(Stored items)
• • • • •
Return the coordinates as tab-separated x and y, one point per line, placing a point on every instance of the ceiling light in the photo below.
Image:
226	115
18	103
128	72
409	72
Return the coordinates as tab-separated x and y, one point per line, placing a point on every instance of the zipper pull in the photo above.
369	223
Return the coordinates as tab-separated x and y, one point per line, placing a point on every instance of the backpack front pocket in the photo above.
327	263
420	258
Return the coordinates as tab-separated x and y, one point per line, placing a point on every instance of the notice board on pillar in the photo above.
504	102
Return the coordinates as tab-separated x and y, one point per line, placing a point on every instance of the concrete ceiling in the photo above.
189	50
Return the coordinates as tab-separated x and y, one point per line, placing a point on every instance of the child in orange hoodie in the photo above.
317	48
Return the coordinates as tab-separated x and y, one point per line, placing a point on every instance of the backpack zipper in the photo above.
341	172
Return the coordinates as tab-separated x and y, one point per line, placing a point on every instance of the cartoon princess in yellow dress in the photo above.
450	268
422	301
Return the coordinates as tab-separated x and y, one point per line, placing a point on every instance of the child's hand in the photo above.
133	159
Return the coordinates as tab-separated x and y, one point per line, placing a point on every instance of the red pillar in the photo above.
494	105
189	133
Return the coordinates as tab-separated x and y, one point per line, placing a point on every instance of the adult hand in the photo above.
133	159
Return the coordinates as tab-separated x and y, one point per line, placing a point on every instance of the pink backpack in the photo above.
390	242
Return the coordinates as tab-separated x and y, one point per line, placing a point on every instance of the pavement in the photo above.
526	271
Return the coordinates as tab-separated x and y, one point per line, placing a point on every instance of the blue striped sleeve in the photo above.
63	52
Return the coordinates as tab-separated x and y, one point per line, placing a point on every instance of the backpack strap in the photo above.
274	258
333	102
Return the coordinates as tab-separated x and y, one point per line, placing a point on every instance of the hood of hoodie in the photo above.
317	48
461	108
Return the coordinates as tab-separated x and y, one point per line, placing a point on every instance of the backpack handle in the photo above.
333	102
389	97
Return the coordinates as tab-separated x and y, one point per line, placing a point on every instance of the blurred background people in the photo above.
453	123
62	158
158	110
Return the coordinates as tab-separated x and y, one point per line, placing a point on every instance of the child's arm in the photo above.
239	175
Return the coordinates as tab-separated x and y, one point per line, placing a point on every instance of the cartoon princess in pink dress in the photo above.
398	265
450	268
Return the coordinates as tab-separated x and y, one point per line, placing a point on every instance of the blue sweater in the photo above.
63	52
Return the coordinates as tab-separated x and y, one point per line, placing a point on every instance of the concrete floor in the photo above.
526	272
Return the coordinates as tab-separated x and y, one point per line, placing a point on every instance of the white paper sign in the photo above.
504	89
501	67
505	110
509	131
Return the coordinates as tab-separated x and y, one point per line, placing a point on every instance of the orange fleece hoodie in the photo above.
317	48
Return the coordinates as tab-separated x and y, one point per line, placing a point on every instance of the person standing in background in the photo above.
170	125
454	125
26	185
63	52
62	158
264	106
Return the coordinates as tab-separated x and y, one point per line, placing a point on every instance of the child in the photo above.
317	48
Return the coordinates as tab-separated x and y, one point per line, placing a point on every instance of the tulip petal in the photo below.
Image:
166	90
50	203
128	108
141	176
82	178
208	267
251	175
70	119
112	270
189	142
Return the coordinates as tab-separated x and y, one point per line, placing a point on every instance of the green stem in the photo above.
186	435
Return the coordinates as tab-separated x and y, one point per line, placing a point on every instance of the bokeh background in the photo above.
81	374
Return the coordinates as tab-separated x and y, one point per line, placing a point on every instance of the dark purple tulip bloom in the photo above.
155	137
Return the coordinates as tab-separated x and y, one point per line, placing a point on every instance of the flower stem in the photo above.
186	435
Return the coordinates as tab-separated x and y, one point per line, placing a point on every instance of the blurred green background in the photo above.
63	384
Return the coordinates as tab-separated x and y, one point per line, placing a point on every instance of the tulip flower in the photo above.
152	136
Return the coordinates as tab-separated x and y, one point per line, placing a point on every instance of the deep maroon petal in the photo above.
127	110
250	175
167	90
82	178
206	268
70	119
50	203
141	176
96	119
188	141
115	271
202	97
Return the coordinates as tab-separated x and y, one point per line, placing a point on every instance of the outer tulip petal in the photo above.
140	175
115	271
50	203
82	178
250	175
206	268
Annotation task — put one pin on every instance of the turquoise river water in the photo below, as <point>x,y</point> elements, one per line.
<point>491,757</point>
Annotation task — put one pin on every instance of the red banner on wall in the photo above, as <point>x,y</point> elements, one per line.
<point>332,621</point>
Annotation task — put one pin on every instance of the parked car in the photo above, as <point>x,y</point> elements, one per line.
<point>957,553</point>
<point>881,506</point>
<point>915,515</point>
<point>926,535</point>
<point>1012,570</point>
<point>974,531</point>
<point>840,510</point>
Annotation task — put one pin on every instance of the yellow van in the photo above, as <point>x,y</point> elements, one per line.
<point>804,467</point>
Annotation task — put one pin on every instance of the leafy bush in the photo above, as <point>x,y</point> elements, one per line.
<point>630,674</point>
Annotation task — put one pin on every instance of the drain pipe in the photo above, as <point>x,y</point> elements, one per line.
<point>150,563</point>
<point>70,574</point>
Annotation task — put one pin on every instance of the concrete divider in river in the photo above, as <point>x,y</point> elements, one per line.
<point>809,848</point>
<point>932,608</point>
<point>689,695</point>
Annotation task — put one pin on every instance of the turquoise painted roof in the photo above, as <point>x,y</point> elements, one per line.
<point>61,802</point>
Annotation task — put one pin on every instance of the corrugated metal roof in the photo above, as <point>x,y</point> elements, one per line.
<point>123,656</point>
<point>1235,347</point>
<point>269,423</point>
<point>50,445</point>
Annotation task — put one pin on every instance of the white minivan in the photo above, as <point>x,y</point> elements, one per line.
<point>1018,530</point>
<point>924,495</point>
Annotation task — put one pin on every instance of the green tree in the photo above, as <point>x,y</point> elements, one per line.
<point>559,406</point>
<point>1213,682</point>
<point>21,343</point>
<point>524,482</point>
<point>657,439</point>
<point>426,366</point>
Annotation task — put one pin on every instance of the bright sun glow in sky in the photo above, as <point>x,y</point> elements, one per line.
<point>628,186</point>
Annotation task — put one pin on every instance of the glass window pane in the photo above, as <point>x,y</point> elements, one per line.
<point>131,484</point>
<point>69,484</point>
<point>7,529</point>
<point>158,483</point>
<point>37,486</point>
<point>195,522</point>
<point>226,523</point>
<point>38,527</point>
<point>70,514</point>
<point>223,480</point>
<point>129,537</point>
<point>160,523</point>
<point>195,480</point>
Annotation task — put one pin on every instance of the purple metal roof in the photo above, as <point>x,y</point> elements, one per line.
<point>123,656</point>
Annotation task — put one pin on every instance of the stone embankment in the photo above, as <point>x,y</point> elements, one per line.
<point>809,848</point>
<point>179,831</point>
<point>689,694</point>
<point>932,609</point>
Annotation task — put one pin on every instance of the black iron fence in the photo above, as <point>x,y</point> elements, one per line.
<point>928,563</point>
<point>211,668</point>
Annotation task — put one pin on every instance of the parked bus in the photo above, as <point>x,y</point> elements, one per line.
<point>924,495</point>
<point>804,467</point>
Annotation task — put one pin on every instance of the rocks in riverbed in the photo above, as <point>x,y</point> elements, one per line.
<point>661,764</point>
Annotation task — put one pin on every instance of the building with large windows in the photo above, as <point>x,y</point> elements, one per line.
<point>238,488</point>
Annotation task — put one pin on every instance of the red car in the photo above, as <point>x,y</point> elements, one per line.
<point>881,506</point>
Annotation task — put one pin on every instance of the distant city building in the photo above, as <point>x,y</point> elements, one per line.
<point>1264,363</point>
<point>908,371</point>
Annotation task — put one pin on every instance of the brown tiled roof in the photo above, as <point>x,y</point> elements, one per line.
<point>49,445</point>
• • • • •
Task statement: Rewrite all of the material above as a numbered list, one line per number, and leave out any blank lines.

Full answer:
1. Return the coordinates as tab-separated x and y, one point per line, placing a point on every instance of the ceiling light in the photo below.
2. Image:
3. 226	115
4. 18	103
5. 128	72
6. 409	72
7. Return the coordinates as tab-separated x and y, one point per line, placing a point on every instance of the zipper pull in the photo above.
8. 369	223
9. Return the coordinates as tab-separated x and y, one point per line, placing a point on every instance of the backpack front pocket in the photo above.
10. 327	263
11. 420	258
12. Return the coordinates as tab-separated x and y, one point per line, placing a point on every instance of the notice board on pillar in the photo above.
13. 504	102
14. Return the coordinates as tab-separated x and y, one point per line, placing a point on every instance of the concrete ceiling in the photo above.
15. 189	50
16. Return the coordinates as tab-separated x and y, one point per line, placing a point on every instance of the child in orange hoodie in the photo above.
17. 317	48
18. Return the coordinates as tab-separated x and y, one point per line, placing a point on every instance of the backpack zipper in the photo above.
19. 341	172
20. Return the coordinates as tab-separated x and y, one point per line, placing a point on every instance of the cartoon princess in yellow dress in the photo above.
21. 450	268
22. 422	301
23. Return the coordinates as tab-separated x and y, one point per line, placing a point on every instance of the child's hand in the photo above.
24. 133	159
25. Return the coordinates as tab-separated x and y, one point per line, placing a point on every instance of the red pillar in the photo above.
26. 494	105
27. 189	133
28. Return the coordinates as tab-separated x and y, one point per line, placing a point on every instance of the adult hand in the photo above.
29. 133	159
30. Return the coordinates as tab-separated x and y, one point per line, placing a point on every instance of the pink backpack in the photo above.
31. 390	242
32. Return the coordinates as tab-separated x and y, one point per line, placing a point on every instance of the pavement in the photo above.
33. 526	271
34. Return the coordinates as tab-separated x and y, one point per line, placing a point on every instance of the blue striped sleeve in the photo above.
35. 63	52
36. Return the coordinates as tab-separated x and y, one point per line, placing a point on every instance of the backpack strap in the photo above.
37. 274	258
38. 333	102
39. Return the coordinates as tab-separated x and y, one point per line, placing a point on every instance of the hood of hoodie in the photo above.
40. 317	48
41. 461	108
42. Return the coordinates as tab-separated x and y, one point per line, placing a point on every instance of the backpack handle in the photo above.
43. 333	102
44. 389	97
45. Return the coordinates as tab-separated x and y, one point per line, placing a point on every instance of the blurred background people in the photo above.
46. 453	123
47. 62	158
48. 158	110
49. Return the coordinates as tab-separated x and y, one point per line, placing a point on every instance of the child's arm in the photo above.
50. 239	175
51. Return the coordinates as tab-separated x and y, one point per line, placing a point on every instance of the cartoon princess in pink dress in the photo above.
52. 398	265
53. 450	268
54. Return the coordinates as tab-separated x and y, one point per line, placing a point on every instance of the blue sweater in the photo above.
55. 63	52
56. Return the coordinates as tab-separated x and y, one point per line, placing a point on every instance of the concrete floor in the photo above.
57. 526	272
58. Return the coordinates as tab-separated x and y, one point per line, placing a point on every instance of the white paper sign in the photo above.
59. 504	89
60. 501	67
61. 505	110
62. 509	131
63. Return the coordinates as tab-separated x and y, one point per line, placing a point on every instance of the orange fleece hoodie in the photo above.
64. 317	48
65. Return the coordinates as tab-separated x and y, one point per line, placing a point on every instance of the person standing in background in the photo above.
66. 170	125
67. 454	125
68. 26	185
69. 63	52
70. 62	158
71. 264	106
72. Return the coordinates as tab-separated x and y, one point per line, placing a point on every instance of the child in the photo above.
73. 317	48
74. Return the coordinates as tab-separated x and y, one point per line, placing a point on every instance of the tulip petal in the photo below.
75. Image:
76. 166	90
77. 50	203
78. 128	108
79. 141	176
80. 82	178
81. 208	267
82. 251	175
83. 70	119
84. 112	270
85. 189	142
86. Return the coordinates as tab-separated x and y, one point per line, placing a point on every instance of the green stem in the photo above.
87. 186	435
88. Return the coordinates as tab-separated x and y, one point per line, placing a point on every instance of the bokeh background in the photo above.
89. 81	374
90. Return the coordinates as tab-separated x and y, one point per line, placing a point on every instance of the dark purple tulip bloom in the photo above.
91. 155	137
92. Return the coordinates as tab-separated x and y, one point per line, placing a point on every instance of the flower stem in the photo above.
93. 186	435
94. Return the coordinates as tab-separated x and y, one point per line, placing a point on every instance of the blurred green background in the photo above.
95. 63	384
96. Return the coordinates as tab-separated x and y, one point per line, placing a point on every instance of the tulip flower in the photo above.
97. 152	136
98. Return the coordinates as tab-separated x and y, one point per line, placing a point on every instance of the deep maroon petal in the photo above.
99. 127	110
100. 250	175
101. 167	90
102. 82	178
103. 206	268
104. 70	119
105. 50	203
106. 141	176
107. 96	119
108. 188	141
109. 115	271
110. 202	97
111. Return the coordinates as tab-separated x and y, one point per line, placing a point on every instance of the outer tulip petal in the photo above.
112. 140	175
113. 115	271
114. 50	203
115. 82	178
116. 250	175
117. 206	268
118. Annotation task — put one pin on every instance of the turquoise river water in the photo below, as <point>x,y</point> elements, one per line.
119. <point>491,757</point>
120. Annotation task — put one pin on every instance of the red banner on wall in the photo above, as <point>x,y</point> elements, one per line.
121. <point>332,621</point>
122. Annotation task — put one pin on every instance of the parked car in the photo above, as <point>x,y</point> elements, one per line.
123. <point>957,553</point>
124. <point>881,506</point>
125. <point>915,515</point>
126. <point>926,535</point>
127. <point>1012,570</point>
128. <point>974,531</point>
129. <point>840,510</point>
130. Annotation task — put one pin on every instance of the yellow van in the photo above, as <point>x,y</point> elements, one per line.
131. <point>804,467</point>
132. Annotation task — put one pin on every instance of the leafy bush in the photo above, as <point>x,y</point> elements, one per line.
133. <point>630,674</point>
134. Annotation task — put one pin on every instance of the drain pipe in the photo above, as <point>x,y</point> elements, one per line.
135. <point>150,563</point>
136. <point>70,574</point>
137. Annotation task — put one pin on every instance of the concrete divider in river in the photo above, as <point>x,y</point> elements, one per line.
138. <point>809,848</point>
139. <point>932,608</point>
140. <point>689,695</point>
141. Annotation task — put one pin on every instance of the turquoise painted roof in the photo above, as <point>x,y</point> elements, one per line.
142. <point>61,802</point>
143. Annotation task — put one pin on every instance of the corrugated metal roof in the photo above, as <point>x,y</point> elements, one per line.
144. <point>123,656</point>
145. <point>1235,347</point>
146. <point>269,423</point>
147. <point>50,445</point>
148. Annotation task — put one pin on every instance of the white minivan in the photo above, as <point>x,y</point> elements, one per line.
149. <point>1018,530</point>
150. <point>924,495</point>
151. Annotation task — put one pin on every instance of the green tree in the photo above, as <point>x,y</point> elements, one per line.
152. <point>559,406</point>
153. <point>1213,682</point>
154. <point>21,343</point>
155. <point>524,482</point>
156. <point>657,439</point>
157. <point>426,366</point>
158. Annotation task — put one pin on every instance of the bright sun glow in sky in the photo above, as <point>x,y</point> elements, one per line.
159. <point>628,186</point>
160. Annotation task — put one pin on every instance of the glass window pane in the photo above, as <point>x,y</point> elements, one per line.
161. <point>131,484</point>
162. <point>69,484</point>
163. <point>7,529</point>
164. <point>158,483</point>
165. <point>37,486</point>
166. <point>195,522</point>
167. <point>226,523</point>
168. <point>38,527</point>
169. <point>70,514</point>
170. <point>223,480</point>
171. <point>129,537</point>
172. <point>160,523</point>
173. <point>195,480</point>
174. Annotation task — put one pin on every instance of the purple metal roof in the photo above, as <point>x,y</point> elements, one per line.
175. <point>123,656</point>
176. Annotation task — put one pin on every instance of the stone embankment in the photo above, as <point>x,y</point> elements, one per line.
177. <point>809,848</point>
178. <point>179,831</point>
179. <point>689,694</point>
180. <point>932,609</point>
181. Annotation task — put one pin on every instance of the black iron fence in the photo above, as <point>x,y</point> elements, one per line.
182. <point>928,563</point>
183. <point>211,668</point>
184. Annotation task — put one pin on every instance of the parked bus in the photo above, as <point>x,y</point> elements, one per line.
185. <point>924,495</point>
186. <point>804,467</point>
187. Annotation task — put one pin on every instance of the rocks in riverbed in the photo above, as <point>x,y</point> elements, one per line.
188. <point>661,764</point>
189. Annotation task — put one pin on every instance of the building with large windows in the photo above, as <point>x,y</point> elements, one per line.
190. <point>238,488</point>
191. Annotation task — put one pin on every instance of the red car in the photo above, as <point>x,y</point> elements, one per line.
192. <point>881,506</point>
193. Annotation task — put one pin on every instance of the distant city building in the photo above, as <point>x,y</point> elements, one per line.
194. <point>1264,363</point>
195. <point>908,371</point>
196. Annotation task — put one pin on every instance of the brown tiled roof in the photo above, as <point>x,y</point> elements, one per line.
197. <point>49,445</point>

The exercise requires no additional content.